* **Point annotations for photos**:
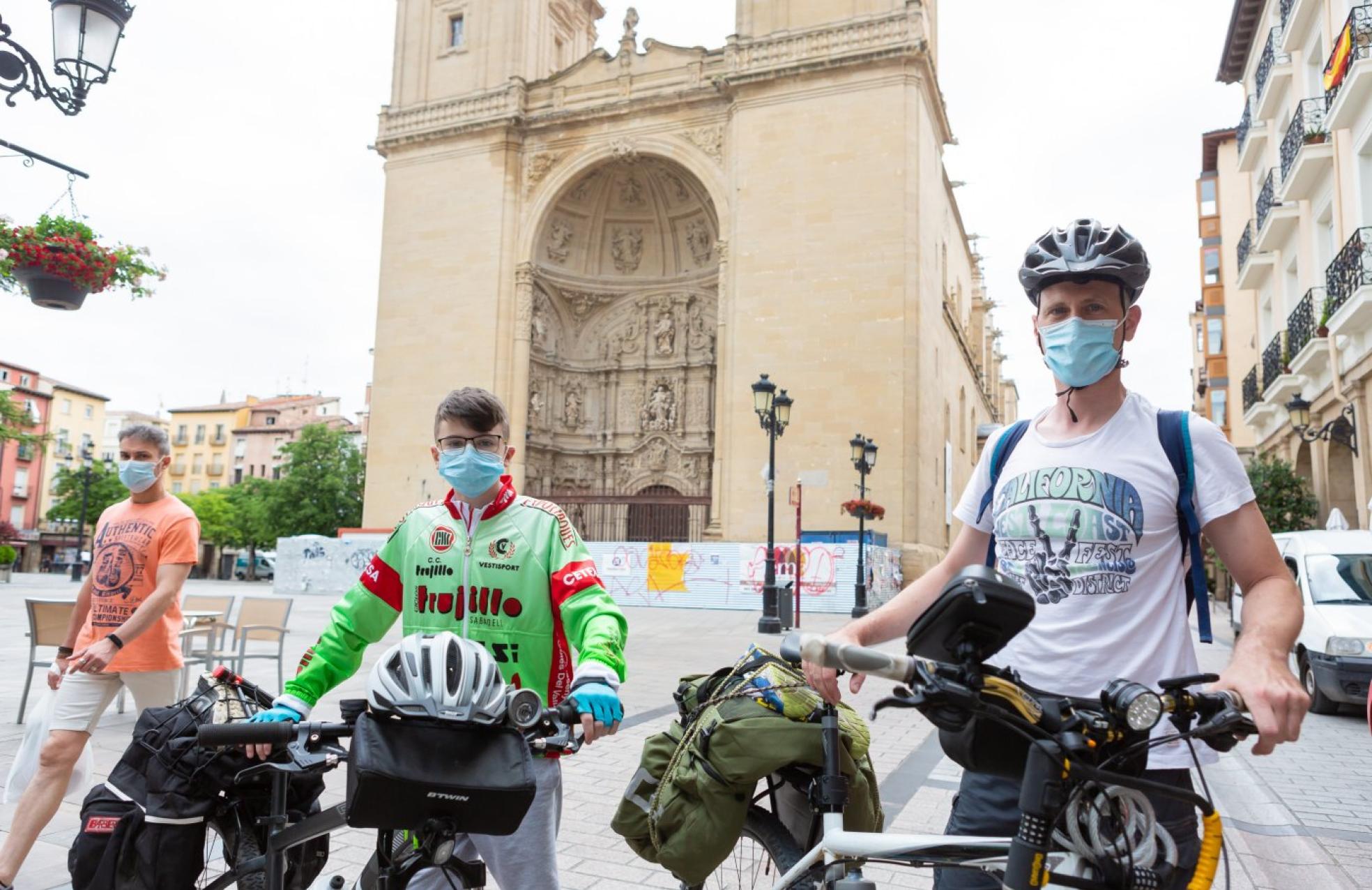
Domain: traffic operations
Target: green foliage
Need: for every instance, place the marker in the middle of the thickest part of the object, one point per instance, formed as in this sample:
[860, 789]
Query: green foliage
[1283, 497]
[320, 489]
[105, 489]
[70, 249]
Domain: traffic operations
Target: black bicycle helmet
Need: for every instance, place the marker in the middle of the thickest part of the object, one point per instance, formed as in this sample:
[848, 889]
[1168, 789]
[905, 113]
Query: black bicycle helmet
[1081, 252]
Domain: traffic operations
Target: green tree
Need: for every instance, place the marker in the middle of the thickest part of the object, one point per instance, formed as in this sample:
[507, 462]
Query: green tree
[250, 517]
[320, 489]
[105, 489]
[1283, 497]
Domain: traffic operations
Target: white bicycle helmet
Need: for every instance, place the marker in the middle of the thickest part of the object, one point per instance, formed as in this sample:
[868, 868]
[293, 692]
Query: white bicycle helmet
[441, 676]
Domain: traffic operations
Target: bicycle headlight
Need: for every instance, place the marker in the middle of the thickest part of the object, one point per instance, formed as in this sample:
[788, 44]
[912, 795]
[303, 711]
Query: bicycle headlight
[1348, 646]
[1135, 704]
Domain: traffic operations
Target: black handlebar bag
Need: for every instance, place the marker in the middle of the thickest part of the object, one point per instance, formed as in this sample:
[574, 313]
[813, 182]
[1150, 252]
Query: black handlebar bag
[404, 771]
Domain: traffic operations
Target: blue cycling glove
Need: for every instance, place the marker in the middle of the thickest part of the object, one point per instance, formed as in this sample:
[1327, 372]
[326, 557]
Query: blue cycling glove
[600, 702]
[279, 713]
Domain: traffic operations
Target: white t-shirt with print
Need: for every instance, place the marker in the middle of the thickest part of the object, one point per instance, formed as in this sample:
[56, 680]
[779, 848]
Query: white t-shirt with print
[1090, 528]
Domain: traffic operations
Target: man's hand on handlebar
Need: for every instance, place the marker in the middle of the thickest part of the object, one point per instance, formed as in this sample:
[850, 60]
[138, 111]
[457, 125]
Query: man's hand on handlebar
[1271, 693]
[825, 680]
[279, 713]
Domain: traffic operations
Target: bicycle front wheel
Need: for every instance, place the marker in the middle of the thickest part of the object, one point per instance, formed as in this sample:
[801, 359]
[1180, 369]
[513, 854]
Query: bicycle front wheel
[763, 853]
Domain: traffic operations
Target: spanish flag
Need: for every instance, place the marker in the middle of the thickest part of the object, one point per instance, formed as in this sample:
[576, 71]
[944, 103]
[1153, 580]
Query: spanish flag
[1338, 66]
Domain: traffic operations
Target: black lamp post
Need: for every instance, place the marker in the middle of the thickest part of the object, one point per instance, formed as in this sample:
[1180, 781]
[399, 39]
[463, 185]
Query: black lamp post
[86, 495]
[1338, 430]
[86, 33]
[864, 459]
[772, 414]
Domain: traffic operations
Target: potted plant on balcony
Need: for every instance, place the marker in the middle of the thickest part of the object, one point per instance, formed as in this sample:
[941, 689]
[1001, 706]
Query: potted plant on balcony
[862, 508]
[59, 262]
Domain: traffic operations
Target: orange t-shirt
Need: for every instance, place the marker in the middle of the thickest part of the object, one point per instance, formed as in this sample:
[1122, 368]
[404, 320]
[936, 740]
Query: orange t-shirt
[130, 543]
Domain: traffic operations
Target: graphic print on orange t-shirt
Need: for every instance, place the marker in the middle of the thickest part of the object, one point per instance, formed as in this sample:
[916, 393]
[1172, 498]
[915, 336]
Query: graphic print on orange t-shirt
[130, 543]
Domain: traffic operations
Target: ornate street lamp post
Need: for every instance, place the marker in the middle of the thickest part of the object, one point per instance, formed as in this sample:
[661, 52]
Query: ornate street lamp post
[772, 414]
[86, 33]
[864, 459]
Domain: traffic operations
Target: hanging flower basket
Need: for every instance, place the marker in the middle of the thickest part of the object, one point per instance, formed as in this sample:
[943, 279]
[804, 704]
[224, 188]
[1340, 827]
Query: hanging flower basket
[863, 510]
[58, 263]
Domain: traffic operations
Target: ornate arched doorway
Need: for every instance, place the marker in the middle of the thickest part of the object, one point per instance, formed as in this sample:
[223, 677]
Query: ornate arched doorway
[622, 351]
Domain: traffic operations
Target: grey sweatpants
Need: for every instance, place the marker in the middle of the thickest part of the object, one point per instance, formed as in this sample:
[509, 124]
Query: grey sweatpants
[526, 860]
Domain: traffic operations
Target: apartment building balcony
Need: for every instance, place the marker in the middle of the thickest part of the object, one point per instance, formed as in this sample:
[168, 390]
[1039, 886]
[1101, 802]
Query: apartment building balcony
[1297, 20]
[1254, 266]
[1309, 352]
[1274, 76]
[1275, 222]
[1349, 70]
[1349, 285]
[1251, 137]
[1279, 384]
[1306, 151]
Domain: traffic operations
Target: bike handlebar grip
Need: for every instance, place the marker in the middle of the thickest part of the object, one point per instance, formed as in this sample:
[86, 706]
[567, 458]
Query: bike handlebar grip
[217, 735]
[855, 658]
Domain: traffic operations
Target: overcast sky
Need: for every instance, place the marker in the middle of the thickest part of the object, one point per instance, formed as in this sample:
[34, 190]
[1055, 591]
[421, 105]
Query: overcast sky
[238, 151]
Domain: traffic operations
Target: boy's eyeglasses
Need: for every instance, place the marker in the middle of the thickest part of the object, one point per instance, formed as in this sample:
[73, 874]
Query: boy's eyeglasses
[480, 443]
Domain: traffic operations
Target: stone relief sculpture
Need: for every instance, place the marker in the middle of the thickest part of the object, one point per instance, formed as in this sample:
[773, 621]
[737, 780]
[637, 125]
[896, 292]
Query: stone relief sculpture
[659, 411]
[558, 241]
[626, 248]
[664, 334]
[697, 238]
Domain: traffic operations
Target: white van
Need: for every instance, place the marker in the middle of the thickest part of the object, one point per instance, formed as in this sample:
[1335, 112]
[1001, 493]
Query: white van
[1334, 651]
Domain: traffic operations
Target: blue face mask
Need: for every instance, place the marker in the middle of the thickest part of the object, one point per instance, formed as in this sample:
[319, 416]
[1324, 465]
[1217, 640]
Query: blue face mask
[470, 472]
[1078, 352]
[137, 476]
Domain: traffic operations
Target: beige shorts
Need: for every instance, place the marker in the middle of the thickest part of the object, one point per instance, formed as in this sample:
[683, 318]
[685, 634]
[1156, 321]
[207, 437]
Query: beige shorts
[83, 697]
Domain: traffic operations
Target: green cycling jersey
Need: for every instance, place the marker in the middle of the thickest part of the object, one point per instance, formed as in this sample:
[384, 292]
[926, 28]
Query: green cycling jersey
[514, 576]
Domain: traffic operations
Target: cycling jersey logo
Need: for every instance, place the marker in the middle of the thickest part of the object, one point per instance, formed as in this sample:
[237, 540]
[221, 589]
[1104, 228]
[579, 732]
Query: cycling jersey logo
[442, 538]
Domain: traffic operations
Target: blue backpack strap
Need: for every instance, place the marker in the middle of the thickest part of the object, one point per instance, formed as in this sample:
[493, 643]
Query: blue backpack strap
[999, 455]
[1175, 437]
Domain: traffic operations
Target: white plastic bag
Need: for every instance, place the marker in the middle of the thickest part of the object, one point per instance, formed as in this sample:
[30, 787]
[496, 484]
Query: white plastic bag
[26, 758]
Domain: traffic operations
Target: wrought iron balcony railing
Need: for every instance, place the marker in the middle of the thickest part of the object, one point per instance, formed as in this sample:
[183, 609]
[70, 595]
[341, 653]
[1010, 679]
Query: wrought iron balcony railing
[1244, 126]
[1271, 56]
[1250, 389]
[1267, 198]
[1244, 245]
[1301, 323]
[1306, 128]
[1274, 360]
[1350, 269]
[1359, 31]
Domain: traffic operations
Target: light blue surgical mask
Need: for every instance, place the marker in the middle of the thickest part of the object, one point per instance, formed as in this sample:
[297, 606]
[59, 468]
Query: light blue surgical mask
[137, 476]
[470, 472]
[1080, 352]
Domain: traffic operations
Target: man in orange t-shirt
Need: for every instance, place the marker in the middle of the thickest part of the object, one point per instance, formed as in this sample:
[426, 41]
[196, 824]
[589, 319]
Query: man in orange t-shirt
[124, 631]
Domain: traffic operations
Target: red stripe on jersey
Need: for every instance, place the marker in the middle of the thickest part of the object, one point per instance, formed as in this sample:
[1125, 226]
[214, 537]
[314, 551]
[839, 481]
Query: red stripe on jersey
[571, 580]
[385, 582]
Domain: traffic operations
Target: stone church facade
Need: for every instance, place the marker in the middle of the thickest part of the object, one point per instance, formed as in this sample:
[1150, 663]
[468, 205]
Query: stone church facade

* **Requirement**:
Starting at the beginning of the entries and ending at the line that contains "[1135, 704]", rewrite those lines with every "bicycle helmet" changed to "cycling helmet", keeping everything else the same. Omit the pictures from your answer.

* **Result of the task**:
Domain: traffic operations
Target: green foliage
Need: for every instance, place the marker in the middle of the thickest part of the object, one point per instance, formed as in this sample:
[860, 789]
Query: green foliage
[1283, 497]
[320, 489]
[105, 489]
[70, 249]
Domain: traffic operations
Target: black cycling helmet
Need: for every instance, place the marker in the middle of the thickest part of the object, one point per instance, formed as in this sample:
[848, 889]
[1168, 789]
[905, 113]
Query: black cycling helmet
[1081, 252]
Domain: traffic operations
Target: green tree
Need: for every instance, place the marker in the middle of the thickest part of the object, one point per instance, formed as in this sample:
[507, 462]
Query: green tree
[250, 517]
[320, 489]
[105, 489]
[1283, 497]
Domain: traffic operations
Target: white cycling helmet
Need: for every instance, place the marker in the middle of the thickest part of the object, one point per instance, formed as in this sample:
[868, 868]
[293, 692]
Query: white cycling helmet
[441, 676]
Domain: traffic operations
Target: bicycle headlight
Need: for every instance, place the marker in the middle of the thickest part of the object, one point per instance, formed as in this sample:
[788, 44]
[912, 795]
[303, 711]
Query: bicycle headlight
[1348, 646]
[1135, 704]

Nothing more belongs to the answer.